◆ WRITTEN TASK: Scale the rows starting at the line that contains "Here's a bet: you won't be able to pinpoint the house" and ending at the line that contains "380 214 436 236". Write out every line in that span again, requests included and unchanged, with each bounding box coordinate in the answers multiplied by 1.25 and rounded to a whole number (halves round up), and give only those lines.

======== RECORDS SUPPLIED ========

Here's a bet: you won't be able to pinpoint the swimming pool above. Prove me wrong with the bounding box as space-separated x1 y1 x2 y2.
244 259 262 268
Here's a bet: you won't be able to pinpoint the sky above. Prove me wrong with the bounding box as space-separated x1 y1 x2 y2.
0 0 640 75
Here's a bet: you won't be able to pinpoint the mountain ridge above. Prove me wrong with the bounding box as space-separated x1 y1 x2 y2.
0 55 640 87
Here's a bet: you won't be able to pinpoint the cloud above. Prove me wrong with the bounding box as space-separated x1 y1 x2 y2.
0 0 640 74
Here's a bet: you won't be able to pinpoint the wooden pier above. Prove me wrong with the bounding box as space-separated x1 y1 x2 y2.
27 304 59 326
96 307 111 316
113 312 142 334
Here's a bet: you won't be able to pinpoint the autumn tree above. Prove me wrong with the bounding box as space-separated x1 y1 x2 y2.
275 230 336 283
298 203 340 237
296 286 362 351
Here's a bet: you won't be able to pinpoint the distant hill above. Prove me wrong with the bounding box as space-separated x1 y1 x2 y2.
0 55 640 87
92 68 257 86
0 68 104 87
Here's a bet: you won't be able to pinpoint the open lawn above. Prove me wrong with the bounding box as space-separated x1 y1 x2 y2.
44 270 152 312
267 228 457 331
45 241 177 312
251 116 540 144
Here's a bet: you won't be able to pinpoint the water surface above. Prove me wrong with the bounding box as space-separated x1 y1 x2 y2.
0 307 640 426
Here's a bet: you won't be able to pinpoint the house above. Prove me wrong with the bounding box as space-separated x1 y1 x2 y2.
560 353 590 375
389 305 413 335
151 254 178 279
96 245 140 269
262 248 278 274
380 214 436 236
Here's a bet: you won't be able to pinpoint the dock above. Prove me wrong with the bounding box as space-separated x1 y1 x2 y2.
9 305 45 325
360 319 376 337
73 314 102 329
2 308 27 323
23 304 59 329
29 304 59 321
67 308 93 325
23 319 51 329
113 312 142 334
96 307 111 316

========

◆ RESULT BELOW:
Here's a bet: you won't be able to pinpoint the house above. Prove me wrong with the bounding box as space-separated x1 y1 x2 y2.
700 441 738 469
486 381 516 419
189 318 223 349
120 306 175 336
328 310 348 343
475 268 545 295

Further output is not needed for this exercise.